_Stated problem_
Only the lines from the one containing "[locate] rocky cliff" through the end of the entries should be repeated, exactly as they appear, first and last included.

_Exercise data_
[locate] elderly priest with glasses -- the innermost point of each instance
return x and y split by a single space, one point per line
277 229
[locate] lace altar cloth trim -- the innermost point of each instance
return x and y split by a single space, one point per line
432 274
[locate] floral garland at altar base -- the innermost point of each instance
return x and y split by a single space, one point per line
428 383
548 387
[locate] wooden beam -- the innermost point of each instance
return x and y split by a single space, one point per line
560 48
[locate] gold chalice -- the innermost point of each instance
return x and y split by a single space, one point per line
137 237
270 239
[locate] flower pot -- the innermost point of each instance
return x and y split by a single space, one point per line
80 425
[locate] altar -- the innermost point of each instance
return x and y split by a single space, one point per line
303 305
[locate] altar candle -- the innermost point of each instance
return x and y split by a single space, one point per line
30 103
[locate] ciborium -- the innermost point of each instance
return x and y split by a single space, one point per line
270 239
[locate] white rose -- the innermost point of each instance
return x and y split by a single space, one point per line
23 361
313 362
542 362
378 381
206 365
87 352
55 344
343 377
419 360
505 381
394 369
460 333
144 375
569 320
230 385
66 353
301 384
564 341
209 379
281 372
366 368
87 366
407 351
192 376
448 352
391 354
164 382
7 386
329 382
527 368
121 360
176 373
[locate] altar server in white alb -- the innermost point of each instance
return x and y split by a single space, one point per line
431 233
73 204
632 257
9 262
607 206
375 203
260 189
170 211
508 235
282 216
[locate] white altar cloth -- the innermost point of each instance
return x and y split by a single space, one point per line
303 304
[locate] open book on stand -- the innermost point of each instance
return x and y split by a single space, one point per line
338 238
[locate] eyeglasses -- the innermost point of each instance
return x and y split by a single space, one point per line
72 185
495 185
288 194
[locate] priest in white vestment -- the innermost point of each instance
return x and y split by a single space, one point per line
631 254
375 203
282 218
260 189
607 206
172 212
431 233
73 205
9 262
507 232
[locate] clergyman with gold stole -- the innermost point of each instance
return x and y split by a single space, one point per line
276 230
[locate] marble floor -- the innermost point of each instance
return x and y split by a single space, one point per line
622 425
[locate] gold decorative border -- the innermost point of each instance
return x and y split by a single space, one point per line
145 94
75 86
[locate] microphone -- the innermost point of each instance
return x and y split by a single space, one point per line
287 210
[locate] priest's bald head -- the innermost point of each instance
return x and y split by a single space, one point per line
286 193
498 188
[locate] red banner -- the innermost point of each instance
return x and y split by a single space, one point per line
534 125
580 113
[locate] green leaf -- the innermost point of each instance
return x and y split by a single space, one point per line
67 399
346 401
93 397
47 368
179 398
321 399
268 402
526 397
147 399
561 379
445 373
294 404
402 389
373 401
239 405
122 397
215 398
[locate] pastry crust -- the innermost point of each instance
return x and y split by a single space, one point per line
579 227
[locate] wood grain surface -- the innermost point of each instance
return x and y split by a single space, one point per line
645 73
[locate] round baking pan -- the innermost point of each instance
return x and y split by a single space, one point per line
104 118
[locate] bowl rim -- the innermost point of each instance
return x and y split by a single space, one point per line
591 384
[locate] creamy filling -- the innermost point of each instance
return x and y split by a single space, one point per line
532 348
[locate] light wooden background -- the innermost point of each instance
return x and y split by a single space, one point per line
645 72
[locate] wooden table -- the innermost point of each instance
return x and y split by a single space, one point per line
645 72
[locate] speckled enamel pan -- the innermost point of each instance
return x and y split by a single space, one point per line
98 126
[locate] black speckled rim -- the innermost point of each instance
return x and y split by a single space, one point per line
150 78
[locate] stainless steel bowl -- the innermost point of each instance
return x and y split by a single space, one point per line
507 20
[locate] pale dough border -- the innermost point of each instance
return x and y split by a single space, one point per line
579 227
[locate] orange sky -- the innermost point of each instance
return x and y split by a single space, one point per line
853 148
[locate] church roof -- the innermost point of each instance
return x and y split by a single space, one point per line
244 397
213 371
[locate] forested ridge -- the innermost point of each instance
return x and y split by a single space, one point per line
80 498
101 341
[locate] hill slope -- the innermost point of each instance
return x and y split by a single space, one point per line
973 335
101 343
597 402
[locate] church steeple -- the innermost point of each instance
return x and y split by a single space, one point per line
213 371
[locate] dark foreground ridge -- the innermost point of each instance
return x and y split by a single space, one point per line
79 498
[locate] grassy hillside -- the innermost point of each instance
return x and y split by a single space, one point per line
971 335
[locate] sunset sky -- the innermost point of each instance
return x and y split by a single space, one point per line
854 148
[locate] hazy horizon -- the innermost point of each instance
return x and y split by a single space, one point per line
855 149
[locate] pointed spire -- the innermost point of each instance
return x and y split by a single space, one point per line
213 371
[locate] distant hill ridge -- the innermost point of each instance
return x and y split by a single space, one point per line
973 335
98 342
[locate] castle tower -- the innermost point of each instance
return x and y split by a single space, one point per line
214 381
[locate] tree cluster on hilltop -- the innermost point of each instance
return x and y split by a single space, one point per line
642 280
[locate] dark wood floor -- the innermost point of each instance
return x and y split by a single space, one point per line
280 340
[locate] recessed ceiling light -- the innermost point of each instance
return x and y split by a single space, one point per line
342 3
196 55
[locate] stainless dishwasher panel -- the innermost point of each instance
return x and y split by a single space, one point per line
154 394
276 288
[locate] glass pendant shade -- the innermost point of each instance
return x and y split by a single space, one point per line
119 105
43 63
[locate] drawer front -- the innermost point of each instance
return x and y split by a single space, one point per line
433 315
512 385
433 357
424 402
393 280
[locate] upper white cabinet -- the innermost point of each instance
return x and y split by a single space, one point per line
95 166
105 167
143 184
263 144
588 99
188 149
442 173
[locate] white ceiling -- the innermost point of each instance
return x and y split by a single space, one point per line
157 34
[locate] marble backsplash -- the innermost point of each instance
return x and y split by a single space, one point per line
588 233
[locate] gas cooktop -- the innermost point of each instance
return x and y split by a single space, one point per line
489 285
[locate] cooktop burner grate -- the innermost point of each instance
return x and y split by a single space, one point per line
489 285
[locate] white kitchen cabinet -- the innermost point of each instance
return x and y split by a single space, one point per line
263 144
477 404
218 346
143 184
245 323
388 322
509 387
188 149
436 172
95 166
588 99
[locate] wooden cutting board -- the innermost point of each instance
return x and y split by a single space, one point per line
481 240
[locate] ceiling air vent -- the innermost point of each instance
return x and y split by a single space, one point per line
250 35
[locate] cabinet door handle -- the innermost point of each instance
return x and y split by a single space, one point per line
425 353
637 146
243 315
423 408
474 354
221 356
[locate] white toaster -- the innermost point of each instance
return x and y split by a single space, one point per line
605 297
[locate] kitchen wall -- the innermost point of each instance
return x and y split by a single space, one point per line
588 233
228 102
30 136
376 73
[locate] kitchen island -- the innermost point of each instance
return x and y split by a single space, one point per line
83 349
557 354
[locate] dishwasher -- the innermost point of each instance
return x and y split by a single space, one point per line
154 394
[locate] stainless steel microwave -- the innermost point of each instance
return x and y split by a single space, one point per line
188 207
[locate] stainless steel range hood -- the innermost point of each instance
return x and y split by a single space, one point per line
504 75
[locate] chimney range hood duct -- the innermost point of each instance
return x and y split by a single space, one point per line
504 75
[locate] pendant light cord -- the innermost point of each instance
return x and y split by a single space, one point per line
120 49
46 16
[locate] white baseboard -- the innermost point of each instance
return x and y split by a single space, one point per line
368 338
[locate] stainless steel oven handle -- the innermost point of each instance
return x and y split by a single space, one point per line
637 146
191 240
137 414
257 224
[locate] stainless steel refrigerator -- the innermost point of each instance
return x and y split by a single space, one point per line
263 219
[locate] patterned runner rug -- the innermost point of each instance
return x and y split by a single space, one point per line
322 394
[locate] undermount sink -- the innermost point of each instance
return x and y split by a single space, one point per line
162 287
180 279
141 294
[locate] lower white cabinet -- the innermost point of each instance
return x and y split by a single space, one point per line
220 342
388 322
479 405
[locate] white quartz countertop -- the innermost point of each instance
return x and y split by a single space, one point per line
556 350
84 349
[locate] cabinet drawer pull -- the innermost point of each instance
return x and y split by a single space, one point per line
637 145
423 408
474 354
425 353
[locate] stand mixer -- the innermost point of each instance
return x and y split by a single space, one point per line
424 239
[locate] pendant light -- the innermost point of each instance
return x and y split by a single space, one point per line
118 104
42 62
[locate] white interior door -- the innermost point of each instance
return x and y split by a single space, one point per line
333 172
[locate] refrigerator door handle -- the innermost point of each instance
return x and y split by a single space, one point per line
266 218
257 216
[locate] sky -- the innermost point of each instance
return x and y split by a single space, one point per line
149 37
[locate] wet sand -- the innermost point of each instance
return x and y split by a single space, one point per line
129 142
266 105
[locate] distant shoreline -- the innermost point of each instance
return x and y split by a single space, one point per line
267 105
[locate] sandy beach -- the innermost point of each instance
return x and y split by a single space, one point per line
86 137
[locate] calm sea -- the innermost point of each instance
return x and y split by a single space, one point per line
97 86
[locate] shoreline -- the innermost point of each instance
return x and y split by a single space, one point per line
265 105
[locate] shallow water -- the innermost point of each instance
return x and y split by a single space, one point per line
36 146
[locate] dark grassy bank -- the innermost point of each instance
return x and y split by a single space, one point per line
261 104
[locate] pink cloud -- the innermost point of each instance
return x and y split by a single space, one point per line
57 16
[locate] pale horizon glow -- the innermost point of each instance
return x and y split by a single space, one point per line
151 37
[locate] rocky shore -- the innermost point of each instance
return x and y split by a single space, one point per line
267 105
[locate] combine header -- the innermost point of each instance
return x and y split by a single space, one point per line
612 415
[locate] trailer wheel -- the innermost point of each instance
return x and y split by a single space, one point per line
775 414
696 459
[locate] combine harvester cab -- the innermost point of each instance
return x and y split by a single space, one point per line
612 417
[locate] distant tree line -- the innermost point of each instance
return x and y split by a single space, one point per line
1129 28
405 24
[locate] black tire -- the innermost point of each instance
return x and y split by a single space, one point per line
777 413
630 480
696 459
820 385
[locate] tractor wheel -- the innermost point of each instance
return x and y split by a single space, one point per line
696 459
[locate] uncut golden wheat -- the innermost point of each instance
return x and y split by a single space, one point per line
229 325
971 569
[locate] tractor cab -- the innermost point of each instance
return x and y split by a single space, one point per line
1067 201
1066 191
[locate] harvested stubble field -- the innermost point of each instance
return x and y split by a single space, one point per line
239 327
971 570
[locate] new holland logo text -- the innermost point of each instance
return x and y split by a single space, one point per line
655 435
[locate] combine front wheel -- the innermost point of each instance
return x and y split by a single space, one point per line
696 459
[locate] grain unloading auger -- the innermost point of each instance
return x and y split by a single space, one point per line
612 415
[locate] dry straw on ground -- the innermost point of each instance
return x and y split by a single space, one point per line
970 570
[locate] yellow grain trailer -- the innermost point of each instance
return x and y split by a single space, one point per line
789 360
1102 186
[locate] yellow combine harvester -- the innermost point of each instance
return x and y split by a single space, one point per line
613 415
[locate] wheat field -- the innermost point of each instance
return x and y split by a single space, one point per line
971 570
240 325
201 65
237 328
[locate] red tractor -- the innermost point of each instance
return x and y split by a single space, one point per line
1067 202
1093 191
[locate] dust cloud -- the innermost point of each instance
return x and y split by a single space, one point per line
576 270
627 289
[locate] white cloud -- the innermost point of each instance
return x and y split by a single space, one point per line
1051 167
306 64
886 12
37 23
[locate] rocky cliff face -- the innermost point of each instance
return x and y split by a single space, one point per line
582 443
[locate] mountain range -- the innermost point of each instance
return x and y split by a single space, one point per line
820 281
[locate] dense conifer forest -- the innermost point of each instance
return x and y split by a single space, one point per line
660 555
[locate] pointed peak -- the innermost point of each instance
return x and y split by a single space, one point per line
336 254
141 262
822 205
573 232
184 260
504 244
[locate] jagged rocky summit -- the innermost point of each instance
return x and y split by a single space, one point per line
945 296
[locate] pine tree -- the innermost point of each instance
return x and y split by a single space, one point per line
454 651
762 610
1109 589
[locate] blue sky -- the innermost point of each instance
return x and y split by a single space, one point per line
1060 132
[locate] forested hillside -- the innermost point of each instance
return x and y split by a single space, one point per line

_Response_
[locate] rocky cliff face -- the innermost point of each instance
return x and y split by a single space, one point per line
582 443
[locate] mountain range -- the innermost point of each instance
return x and y split by a single space, one point per line
820 281
[locate] dense conifer forest -- the innermost point of each instance
return x and y split by a single space, one point per line
660 555
[locate] pointed peak -- the innermost point of each instance
return x and y split by a single space, one point per line
336 254
141 262
822 205
573 232
184 260
504 244
[locate] jagged rocky summit -- the innermost point of each instance
return x and y split by a single space, one point per line
945 296
[locate] pine tree -- the innermost point of each instance
return x and y split by a single space, one point per line
454 651
762 610
1109 589
[locate] blue sky -- the innermost point of each instance
return x and y split by a single space, one point per line
1060 132
[locate] forested hillside -- the innermost point of each instance
return x and y split by a single space, one point per line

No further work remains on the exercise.